_AIM_
Return the stretch of the data below, word for word, from the line containing "instance of the sky" through the end of the data, both ends included.

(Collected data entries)
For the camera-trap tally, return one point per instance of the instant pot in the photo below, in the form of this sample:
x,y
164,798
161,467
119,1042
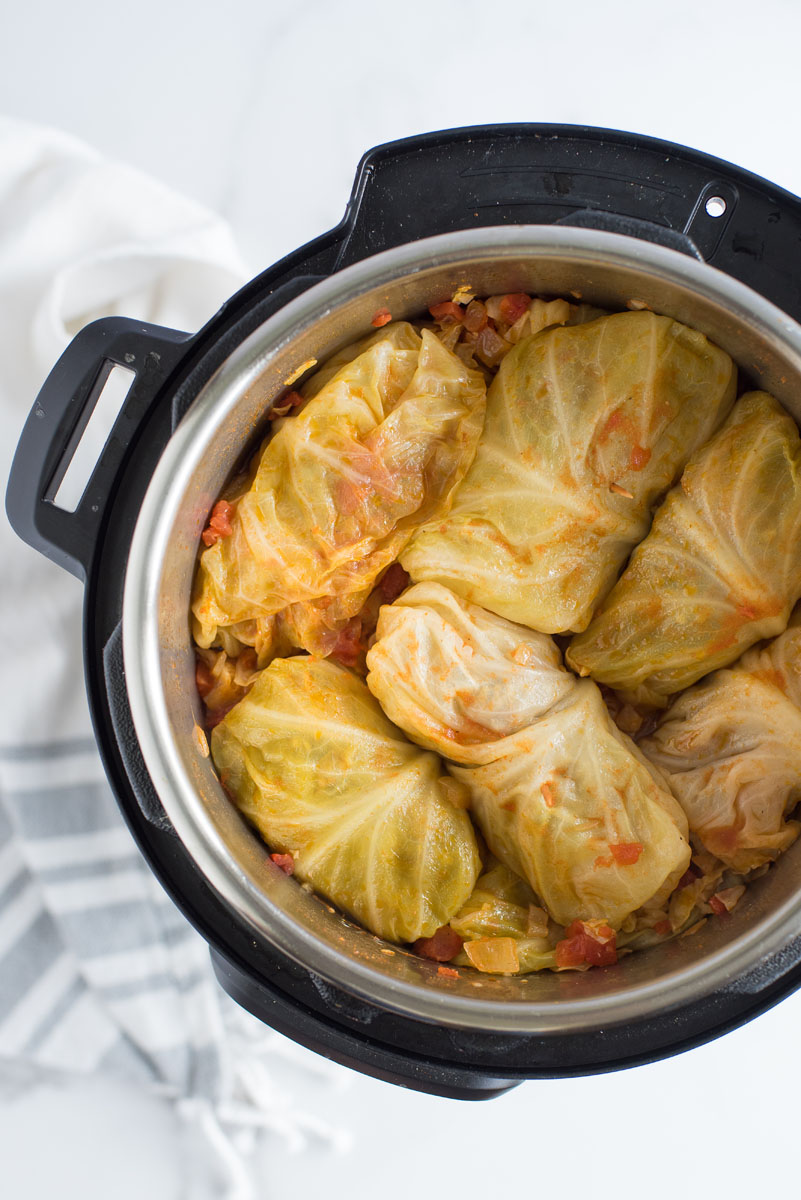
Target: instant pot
x,y
607,217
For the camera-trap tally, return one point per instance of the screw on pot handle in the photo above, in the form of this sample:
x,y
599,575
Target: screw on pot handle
x,y
37,510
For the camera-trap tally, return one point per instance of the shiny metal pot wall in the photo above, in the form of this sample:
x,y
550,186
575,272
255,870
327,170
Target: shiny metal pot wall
x,y
601,268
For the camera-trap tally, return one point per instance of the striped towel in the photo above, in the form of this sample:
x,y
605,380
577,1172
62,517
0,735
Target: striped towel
x,y
98,971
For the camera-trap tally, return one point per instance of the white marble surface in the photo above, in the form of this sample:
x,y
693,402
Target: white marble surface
x,y
263,111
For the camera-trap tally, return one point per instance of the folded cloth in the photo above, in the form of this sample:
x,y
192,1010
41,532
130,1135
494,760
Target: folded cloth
x,y
98,971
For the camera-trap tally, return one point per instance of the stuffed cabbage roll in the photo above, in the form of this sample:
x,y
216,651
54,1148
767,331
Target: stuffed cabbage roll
x,y
720,570
312,761
457,678
505,929
339,489
586,426
573,807
730,748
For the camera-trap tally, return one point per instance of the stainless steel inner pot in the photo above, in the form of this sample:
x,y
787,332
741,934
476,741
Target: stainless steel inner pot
x,y
229,413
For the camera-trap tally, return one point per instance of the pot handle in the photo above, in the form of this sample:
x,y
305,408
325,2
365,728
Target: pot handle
x,y
58,420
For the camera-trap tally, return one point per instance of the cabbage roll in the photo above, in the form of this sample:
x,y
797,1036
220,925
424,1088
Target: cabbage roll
x,y
384,437
503,925
730,748
457,678
572,805
311,760
586,426
720,570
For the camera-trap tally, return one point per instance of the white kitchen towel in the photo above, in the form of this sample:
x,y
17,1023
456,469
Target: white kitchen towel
x,y
98,971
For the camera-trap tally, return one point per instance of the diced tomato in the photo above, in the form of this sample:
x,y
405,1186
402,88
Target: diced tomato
x,y
447,313
475,317
203,678
349,646
285,862
512,306
247,660
626,853
220,523
594,943
393,581
215,715
441,947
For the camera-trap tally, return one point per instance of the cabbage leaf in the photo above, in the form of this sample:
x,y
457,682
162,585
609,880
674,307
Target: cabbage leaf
x,y
586,426
387,430
311,760
730,749
720,570
572,805
457,678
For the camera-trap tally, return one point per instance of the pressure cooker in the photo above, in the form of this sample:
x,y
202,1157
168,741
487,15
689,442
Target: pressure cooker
x,y
615,219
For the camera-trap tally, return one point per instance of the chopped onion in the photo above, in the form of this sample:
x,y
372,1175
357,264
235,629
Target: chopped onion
x,y
495,955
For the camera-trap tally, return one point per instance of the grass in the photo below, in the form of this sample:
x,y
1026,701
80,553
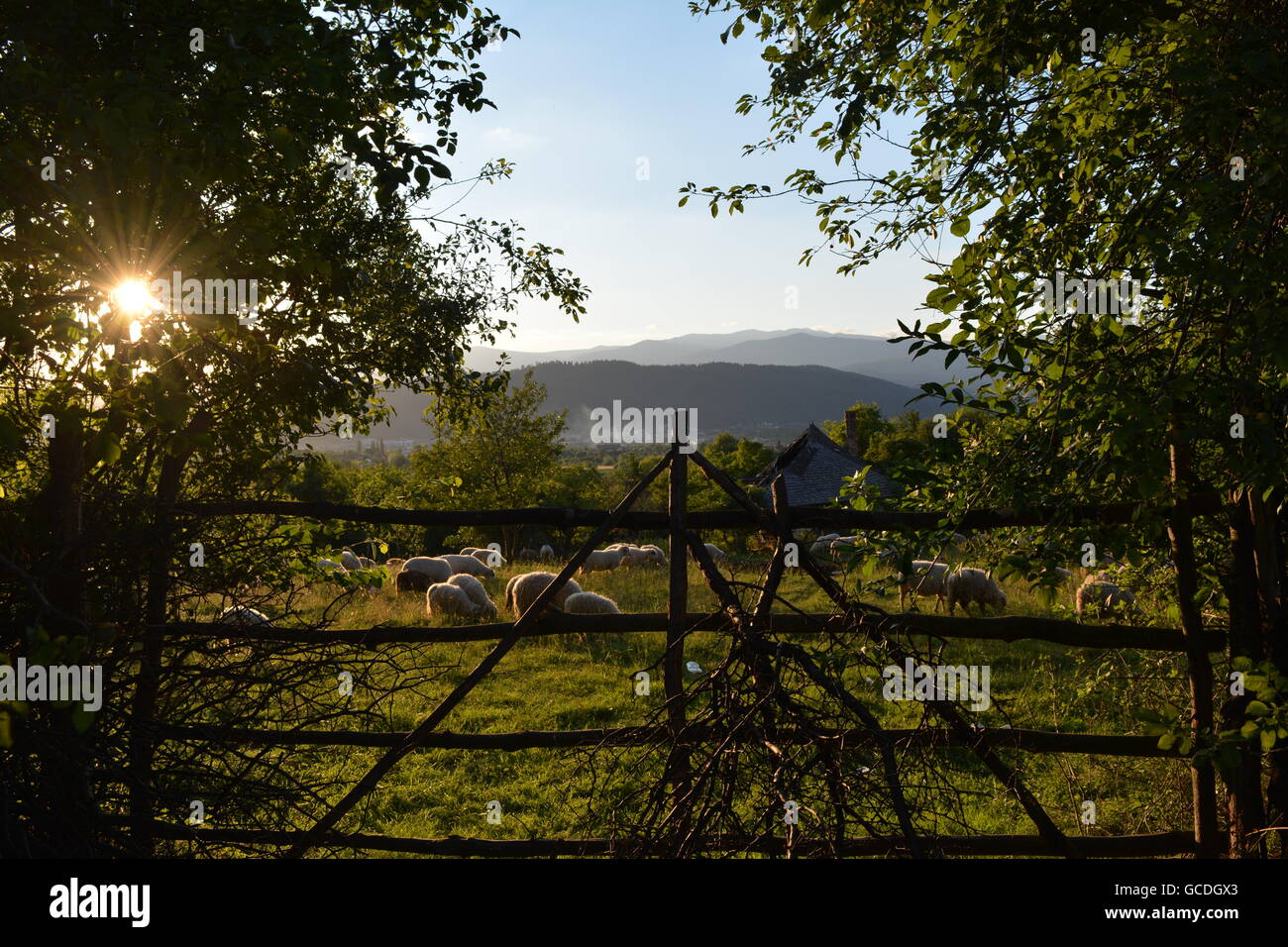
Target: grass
x,y
559,684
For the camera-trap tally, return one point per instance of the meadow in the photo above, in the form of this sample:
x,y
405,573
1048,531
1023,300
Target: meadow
x,y
562,684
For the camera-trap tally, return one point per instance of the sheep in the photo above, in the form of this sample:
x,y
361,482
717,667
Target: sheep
x,y
632,556
655,554
412,579
927,579
715,552
433,566
590,603
488,557
974,586
478,594
522,590
1096,595
243,616
445,598
601,561
468,565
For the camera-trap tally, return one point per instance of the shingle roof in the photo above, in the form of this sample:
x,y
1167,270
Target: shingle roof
x,y
814,470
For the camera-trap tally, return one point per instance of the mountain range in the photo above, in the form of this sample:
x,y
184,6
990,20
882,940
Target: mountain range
x,y
754,382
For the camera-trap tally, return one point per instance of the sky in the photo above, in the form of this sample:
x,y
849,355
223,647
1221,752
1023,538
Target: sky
x,y
589,91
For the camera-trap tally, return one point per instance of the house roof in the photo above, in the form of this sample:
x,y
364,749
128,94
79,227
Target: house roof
x,y
814,470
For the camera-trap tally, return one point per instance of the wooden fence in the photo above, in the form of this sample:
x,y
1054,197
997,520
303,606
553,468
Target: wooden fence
x,y
678,622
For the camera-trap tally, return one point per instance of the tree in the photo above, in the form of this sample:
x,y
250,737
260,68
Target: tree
x,y
503,450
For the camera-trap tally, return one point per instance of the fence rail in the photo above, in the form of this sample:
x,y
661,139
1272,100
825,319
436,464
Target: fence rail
x,y
681,523
1000,629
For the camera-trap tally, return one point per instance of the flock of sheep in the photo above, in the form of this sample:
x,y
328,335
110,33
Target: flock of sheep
x,y
1099,591
452,583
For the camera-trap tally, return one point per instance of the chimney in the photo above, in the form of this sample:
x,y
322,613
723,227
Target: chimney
x,y
851,433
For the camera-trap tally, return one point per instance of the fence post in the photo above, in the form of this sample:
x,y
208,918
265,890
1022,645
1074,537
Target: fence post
x,y
1180,527
677,608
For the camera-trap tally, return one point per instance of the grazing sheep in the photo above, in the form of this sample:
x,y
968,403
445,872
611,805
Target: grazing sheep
x,y
445,598
926,579
522,590
601,561
478,594
974,586
433,566
632,556
1096,595
468,565
243,616
716,553
590,603
412,579
655,554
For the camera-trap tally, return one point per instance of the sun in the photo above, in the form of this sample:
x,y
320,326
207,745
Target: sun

_OUTPUT_
For the camera-trap tally, return one point per instance of the sky in the photo above, in the form of this sample:
x,y
849,355
223,647
1221,752
1023,538
Target: sky
x,y
589,91
For the camera-trap tally, return one point per instance of the house roof in the photo above, in the form of this sample:
x,y
364,749
128,94
79,227
Target: house roof
x,y
814,470
For the camera-trap tally, return one point per instance of the wooden fence in the photo above, in the form of this sample:
x,y
1054,197
997,520
303,606
553,468
Target: wooden fence
x,y
678,622
For the camera-trap tally, return one point per instance of the tree in the photo above, in the form of this sample:
x,y
250,737
260,68
Target: tree
x,y
503,450
For the camera-trap tally, return one point per instance of the fence rail in the photo above, in the form of this sample:
x,y
661,139
1272,100
825,319
436,464
Target: fence rail
x,y
681,523
1000,629
For the camera-trap tally, return one point per instance of the flock of sheep in the photo above, in the form of this sample:
x,y
328,335
110,33
Target: flock of sheep
x,y
1099,591
452,583
For the camera-trap tally, return one point per instance of the chimney in the photo above, in the form of this sample:
x,y
322,613
723,227
Target: chimney
x,y
851,433
For the camera-trap tally, return one point per instance of the fence post in the photo above, in the form of this sample:
x,y
208,918
265,890
1022,645
1074,537
Target: fence post
x,y
1180,527
677,608
For the camera-trap tally, return one point per instance of the grazing sheep in the photo above, in the form of this sample:
x,y
968,403
445,872
611,805
Target: grazing sheep
x,y
445,598
926,579
522,590
601,561
478,594
974,586
433,566
632,556
1096,595
468,565
243,616
716,553
590,603
412,579
655,554
For the camera-trap tally, return one point per instance of the sun in the photo above, in the form of this sample:
x,y
320,326
207,745
Target: sun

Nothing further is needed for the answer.